WHAT IS REQUIRED: If a line in the entries below includes the string "point", copy it out.

DATA FOR REVIEW:
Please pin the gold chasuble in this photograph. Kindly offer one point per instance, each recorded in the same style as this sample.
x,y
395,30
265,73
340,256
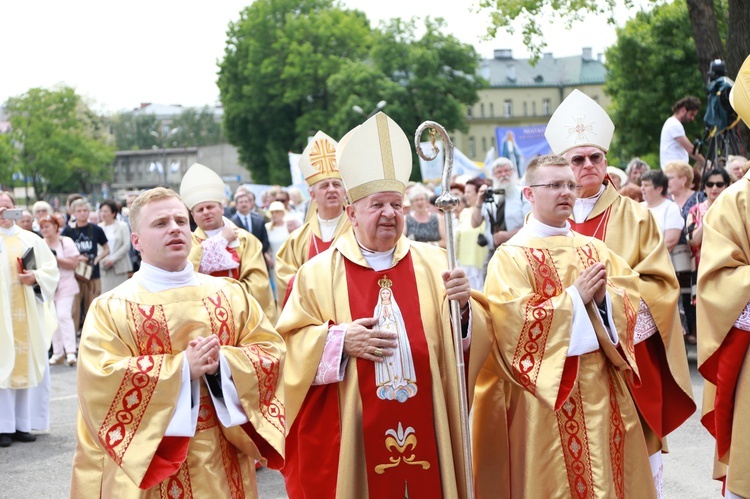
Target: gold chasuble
x,y
724,332
129,378
546,424
251,273
301,245
27,321
390,429
664,398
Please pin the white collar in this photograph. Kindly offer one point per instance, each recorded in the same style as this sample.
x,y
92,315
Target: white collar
x,y
583,206
539,229
155,279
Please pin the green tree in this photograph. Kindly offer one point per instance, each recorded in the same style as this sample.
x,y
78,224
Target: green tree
x,y
277,60
293,67
702,19
61,144
650,67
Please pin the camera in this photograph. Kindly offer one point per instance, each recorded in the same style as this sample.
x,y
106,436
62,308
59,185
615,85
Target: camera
x,y
489,195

ANSWER SECTION:
Please pin the gold chasuble in this photograph. Kindly offer one point per instance, each recorded in the same style as this sample.
Please pin the white collar in this photograph. Kindly offer one point per instance, each recorded in the same style as this sample.
Please pin the green tree in this photograph. Kindly offer one point per instance, each recorded in the same style as this sample.
Please pin the camera in this photograph. Kindly offer one point per instance, each recorded in the same style as this sample.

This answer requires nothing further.